(Excerpted passage begins)

Using lessons from the initial store’s rollout, the grocer developed a 12-week structured program, with fixed timelines specifying daily and weekly activities and multiple milestones to ensure progress.
The company fostered team engagement by framing the goals of the program as being to improve the freshness of products for customers and to make employees’ work easier by simplifying and accelerating the markdown process. To encourage engagement, the stores created a community of change on Google+, celebrating successes and sharing tips and issues.
From the beginning, senior leaders also offered visible support to the stores. For example, the grocer determined in the initial diagnostic that stores were the root cause of about half of the quality and freshness problems, but that the other half originated in upstream areas. So the retailer’s leadership announced forcefully and clearly that the initiative was a cross-functional effort and that upstream functions would support the in-store efforts.
After just one year, these store-led change efforts yielded significant improvements in the 300 stores that graduated from the grocer’s 12-week program. Individual stores saw reductions in stock loss of 20% to 50%. Overall, the retailer cut losses by about 30%, improved product freshness, and increased customer satisfaction. It also established a method for rolling out future operating changes.

(Excerpted passage ends)
(Provided material begins)

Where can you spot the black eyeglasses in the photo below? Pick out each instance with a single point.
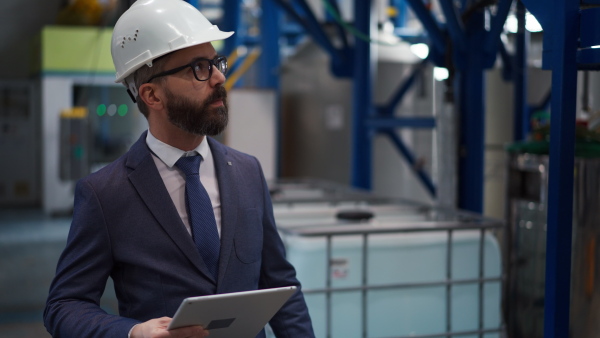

(Provided material ends)

= Prompt 1 =
In the store rollout passage, by about how much did the retailer cut losses overall?
= Prompt 2 =
Repeat part of the store rollout passage word for word, starting at the words "From the beginning, senior" and stopping after "future operating changes.".
The lines above come from a different source than the store rollout passage.

= Task output 1 =
About 30%.

= Task output 2 =
From the beginning, senior leaders also offered visible support to the stores. For example, the grocer determined in the initial diagnostic that stores were the root cause of about half of the quality and freshness problems, but that the other half originated in upstream areas. So the retailer’s leadership announced forcefully and clearly that the initiative was a cross-functional effort and that upstream functions would support the in-store efforts.
After just one year, these store-led change efforts yielded significant improvements in the 300 stores that graduated from the grocer’s 12-week program. Individual stores saw reductions in stock loss of 20% to 50%. Overall, the retailer cut losses by about 30%, improved product freshness, and increased customer satisfaction. It also established a method for rolling out future operating changes.